- Location: Halifax Regional Municipality, Nova Scotia
- Coordinates: 44°39′19″N 63°30′01″W﻿ / ﻿44.65528°N 63.50028°W
- Type: Eutrophic
- Primary inflows: Russell Lake Bell Lake, Ellenvale Brook, Lamont Lake
- Primary outflows: Cow Bay River
- Catchment area: 17.495 km^{2} (6.755 sq mi)
- Basin countries: Canada
- Max. length: 3.55 km (2.21 mi)
- Max. width: 0.83 km (0.52 mi)
- Surface area: 6.4 km^{2} (2.5 sq mi)
- Average depth: 3.7 m (12 ft)
- Max. depth: 13 m (43 ft)
- Water volume: 5,920,000 m^{3} (4,800 acre⋅ft)
- Residence time: 4.1 months
- Shore length^{1}: 10.1 km (6.3 mi)
- Surface elevation: 28 m (92 ft)
- Frozen: 2 months
- Islands: 4
- Settlements: Dartmouth, Shearwater, Cole Harbour

= Morris Lake (Nova Scotia) =

Lake in Nova Scotia, Canada

Morris Lake is the longest and deepest lake in Dartmouth, Nova Scotia's Halifax Regional Municipality, reaching a maximum depth of 15 m, with a typical depth of 4 to 8 m throughout. It borders the communities of Dartmouth, Shearwater and Cole Harbour.

RECORDS FOR THIS EXERCISE:
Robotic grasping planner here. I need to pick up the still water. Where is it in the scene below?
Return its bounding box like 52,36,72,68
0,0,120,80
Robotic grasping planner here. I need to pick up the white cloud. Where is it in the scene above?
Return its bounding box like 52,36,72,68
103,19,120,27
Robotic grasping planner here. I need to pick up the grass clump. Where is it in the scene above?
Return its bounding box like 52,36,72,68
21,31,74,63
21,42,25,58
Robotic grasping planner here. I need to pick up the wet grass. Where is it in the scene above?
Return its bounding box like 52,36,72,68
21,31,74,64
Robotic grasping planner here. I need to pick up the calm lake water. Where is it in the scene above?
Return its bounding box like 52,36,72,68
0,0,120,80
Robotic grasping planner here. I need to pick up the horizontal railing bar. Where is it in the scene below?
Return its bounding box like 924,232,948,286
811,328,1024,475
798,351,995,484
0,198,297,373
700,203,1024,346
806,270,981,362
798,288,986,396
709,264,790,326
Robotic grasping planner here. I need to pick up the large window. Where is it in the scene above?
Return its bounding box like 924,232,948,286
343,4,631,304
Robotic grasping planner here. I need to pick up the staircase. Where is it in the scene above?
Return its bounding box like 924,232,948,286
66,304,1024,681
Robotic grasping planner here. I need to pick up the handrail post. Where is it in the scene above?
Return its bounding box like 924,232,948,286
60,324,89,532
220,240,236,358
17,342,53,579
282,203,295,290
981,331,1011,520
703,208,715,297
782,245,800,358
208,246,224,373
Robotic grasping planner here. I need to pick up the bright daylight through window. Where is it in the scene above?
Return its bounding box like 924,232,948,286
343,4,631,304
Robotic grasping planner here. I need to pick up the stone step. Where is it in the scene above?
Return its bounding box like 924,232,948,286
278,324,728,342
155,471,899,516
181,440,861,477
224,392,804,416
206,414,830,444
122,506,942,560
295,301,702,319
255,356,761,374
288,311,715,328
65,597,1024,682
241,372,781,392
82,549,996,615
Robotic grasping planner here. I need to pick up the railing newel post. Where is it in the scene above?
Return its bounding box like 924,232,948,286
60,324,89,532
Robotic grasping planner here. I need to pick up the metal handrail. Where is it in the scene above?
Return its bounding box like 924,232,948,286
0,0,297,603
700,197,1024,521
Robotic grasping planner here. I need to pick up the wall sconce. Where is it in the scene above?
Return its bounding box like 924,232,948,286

WHAT THIS EXERCISE ASKS:
1. Copy out every line in the entries that contains the word "above".
2. Write the next part of the Morris Lake article, picking up after its last sentence.

EXPECTED RESULTS:
1.
Robotic grasping planner here. I need to pick up the white cloud. Where is it in the scene above?
Robotic grasping planner here. I need to pick up the grass clump. Where is it in the scene above?
Robotic grasping planner here. I need to pick up the wet grass. Where is it in the scene above?
Robotic grasping planner here. I need to pick up the calm lake water. Where is it in the scene above?
Robotic grasping planner here. I need to pick up the large window. Where is it in the scene above?
Robotic grasping planner here. I need to pick up the staircase. Where is it in the scene above?
Robotic grasping planner here. I need to pick up the handrail post. Where is it in the scene above?
Robotic grasping planner here. I need to pick up the bright daylight through window. Where is it in the scene above?
Robotic grasping planner here. I need to pick up the stone step. Where is it in the scene above?
Robotic grasping planner here. I need to pick up the railing newel post. Where is it in the scene above?
Robotic grasping planner here. I need to pick up the metal handrail. Where is it in the scene above?
Robotic grasping planner here. I need to pick up the wall sconce. Where is it in the scene above?

2.
The lake is bounded by Shearwater and Portland Estates on the west, Cole Harbour on the east and south, and Portland Hills on the north. The shoreline is mostly developed on the northwest end. The closed Dartmouth Refinery on the shore of Halifax Harbour once drew water from the lake for cooling. CFB Shearwater also uses a portion of the lake for helicopter practice manoeuvres and it also maintains a small recreational beach.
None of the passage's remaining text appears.